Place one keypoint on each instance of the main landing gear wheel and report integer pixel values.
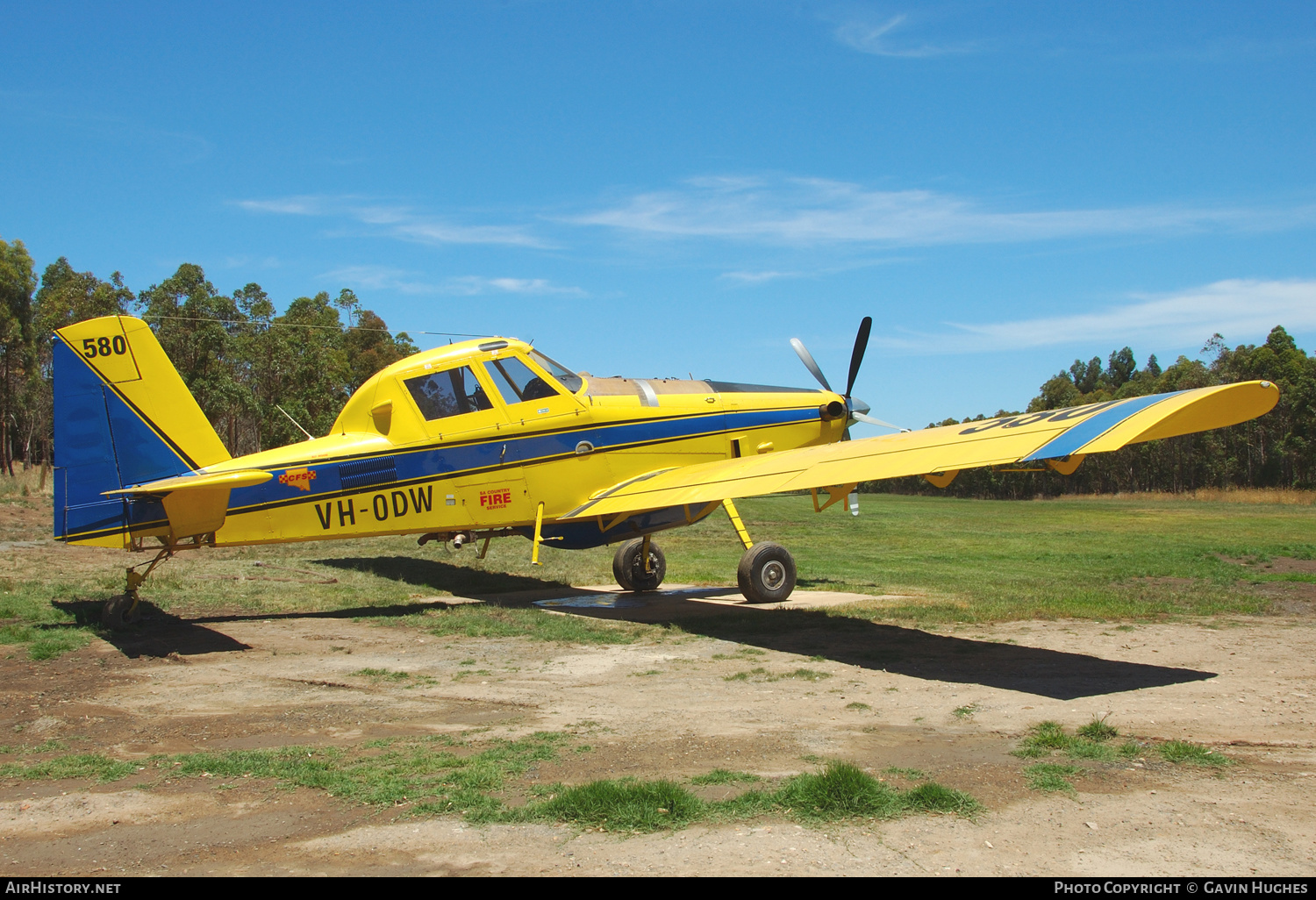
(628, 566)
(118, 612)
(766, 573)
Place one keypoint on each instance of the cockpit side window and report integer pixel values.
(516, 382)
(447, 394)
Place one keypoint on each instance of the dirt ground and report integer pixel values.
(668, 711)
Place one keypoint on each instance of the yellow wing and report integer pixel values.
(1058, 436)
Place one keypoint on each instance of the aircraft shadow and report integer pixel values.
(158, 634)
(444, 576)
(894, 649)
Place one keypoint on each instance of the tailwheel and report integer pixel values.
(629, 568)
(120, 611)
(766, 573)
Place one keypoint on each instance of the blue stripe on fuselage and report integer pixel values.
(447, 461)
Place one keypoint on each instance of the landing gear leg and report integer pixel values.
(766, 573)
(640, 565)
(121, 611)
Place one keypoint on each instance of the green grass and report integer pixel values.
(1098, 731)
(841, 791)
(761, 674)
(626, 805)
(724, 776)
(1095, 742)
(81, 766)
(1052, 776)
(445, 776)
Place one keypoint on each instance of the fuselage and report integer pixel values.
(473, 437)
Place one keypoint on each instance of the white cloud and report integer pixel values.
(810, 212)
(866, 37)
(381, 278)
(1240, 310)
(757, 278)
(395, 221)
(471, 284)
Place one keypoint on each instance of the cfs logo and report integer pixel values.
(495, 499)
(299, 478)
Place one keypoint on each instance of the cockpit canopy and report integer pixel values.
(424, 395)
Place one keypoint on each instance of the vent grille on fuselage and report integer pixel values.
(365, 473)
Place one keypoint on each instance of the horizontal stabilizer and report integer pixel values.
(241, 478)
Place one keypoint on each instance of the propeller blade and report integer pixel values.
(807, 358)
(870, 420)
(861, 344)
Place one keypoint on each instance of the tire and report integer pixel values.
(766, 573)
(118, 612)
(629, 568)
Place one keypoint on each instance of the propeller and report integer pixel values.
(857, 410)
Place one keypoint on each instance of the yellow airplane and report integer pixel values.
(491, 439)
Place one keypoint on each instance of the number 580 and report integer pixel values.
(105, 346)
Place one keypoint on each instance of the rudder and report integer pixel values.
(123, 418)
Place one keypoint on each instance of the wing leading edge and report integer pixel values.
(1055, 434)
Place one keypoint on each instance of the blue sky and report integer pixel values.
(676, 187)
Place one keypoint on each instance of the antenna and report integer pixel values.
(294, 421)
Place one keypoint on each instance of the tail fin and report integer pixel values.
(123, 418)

* * * * *

Restate the line containing "Place one keypoint on each instance of the rudder" and every remaining line of the records word for word. Add nothing.

Place one keypoint on each instance of the rudder and report integer pixel values.
(123, 418)
Place one keypoint on each instance of the wing leading edge and report integer pixel values.
(1055, 434)
Place one keypoint on each instance of the blue sky and report integer pixel values.
(676, 187)
Place one keypoint on each instance of the antenna and report integer pixel values.
(294, 421)
Place one keypoint on each instance of the tail fin and report integer pixel values.
(123, 418)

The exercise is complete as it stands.